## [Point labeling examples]
•••

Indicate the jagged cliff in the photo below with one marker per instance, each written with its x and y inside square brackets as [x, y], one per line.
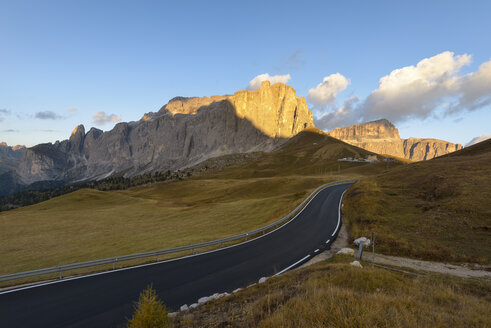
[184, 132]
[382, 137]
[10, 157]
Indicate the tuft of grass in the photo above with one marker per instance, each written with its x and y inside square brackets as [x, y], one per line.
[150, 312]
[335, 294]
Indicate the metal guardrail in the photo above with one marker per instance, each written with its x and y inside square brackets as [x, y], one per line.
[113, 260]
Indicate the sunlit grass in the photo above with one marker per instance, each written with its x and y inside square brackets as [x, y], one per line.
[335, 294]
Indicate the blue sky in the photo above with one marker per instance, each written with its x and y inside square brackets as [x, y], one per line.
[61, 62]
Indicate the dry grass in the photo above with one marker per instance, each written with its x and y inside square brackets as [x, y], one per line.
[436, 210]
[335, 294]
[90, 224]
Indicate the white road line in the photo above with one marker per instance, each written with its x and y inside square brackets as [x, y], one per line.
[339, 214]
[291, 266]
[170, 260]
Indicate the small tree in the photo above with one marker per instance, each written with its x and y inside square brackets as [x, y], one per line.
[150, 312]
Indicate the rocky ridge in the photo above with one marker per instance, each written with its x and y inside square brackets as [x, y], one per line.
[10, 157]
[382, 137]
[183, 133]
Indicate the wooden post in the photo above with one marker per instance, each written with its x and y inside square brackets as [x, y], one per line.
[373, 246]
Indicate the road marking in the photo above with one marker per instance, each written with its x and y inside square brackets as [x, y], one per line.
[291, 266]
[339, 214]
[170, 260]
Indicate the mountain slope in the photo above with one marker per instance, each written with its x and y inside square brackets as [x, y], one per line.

•••

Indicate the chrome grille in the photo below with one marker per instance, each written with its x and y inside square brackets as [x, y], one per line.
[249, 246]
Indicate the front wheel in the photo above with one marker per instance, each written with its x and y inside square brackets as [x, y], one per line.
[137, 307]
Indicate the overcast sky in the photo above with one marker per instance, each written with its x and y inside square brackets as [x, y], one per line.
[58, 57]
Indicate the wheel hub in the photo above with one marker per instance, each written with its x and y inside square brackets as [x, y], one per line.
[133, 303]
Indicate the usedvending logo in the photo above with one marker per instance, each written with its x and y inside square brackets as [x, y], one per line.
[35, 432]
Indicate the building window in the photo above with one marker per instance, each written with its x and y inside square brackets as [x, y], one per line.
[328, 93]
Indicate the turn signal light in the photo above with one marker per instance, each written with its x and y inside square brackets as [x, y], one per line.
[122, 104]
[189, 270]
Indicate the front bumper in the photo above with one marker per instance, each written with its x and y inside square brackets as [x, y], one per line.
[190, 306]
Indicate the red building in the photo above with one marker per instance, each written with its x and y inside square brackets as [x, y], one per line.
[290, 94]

•••

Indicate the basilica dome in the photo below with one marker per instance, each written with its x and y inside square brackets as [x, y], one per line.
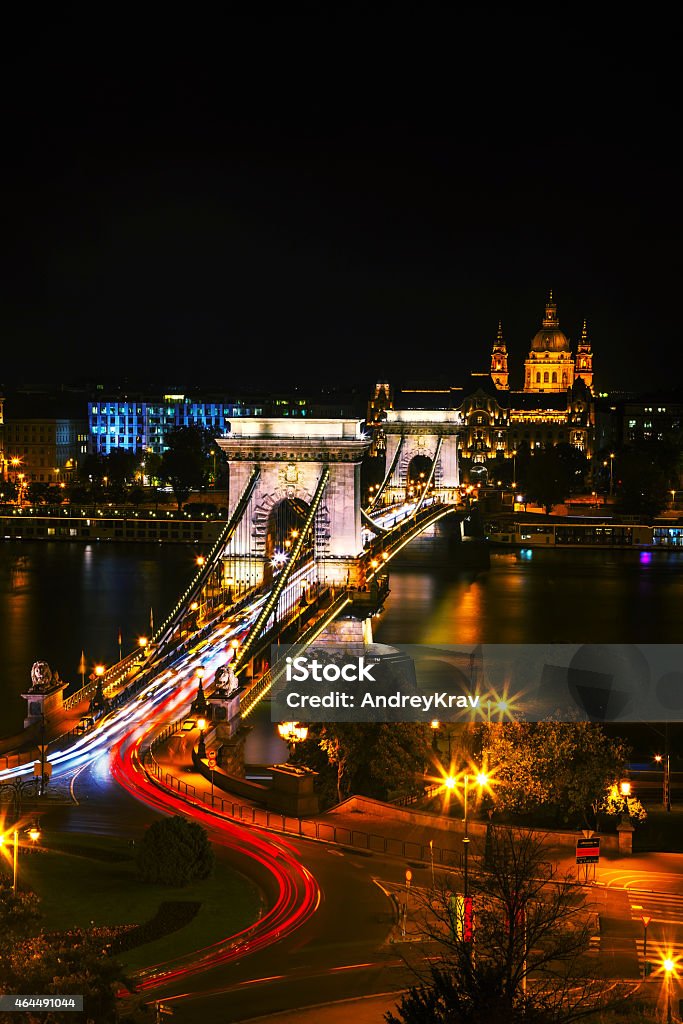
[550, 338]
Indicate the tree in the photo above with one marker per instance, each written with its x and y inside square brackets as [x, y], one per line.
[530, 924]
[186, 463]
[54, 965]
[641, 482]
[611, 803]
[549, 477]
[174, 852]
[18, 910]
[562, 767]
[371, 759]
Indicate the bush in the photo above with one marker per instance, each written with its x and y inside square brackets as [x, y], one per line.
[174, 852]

•••

## [Problem to solve]
Reproduce the rows unchanged, starting with the line that contains "Indicate the road" and continuing through the line that contains "Indicate the mountain".

## [Result for this task]
Indicate the road marking in the photo above with one marker per instance, each written with its x and y inside square brackets as [x, y], one per line.
[291, 266]
[339, 214]
[170, 260]
Indicate the mountain slope in the photo above with one marker per instance, each written with its x and y inside square brackets as [x, y], one per line.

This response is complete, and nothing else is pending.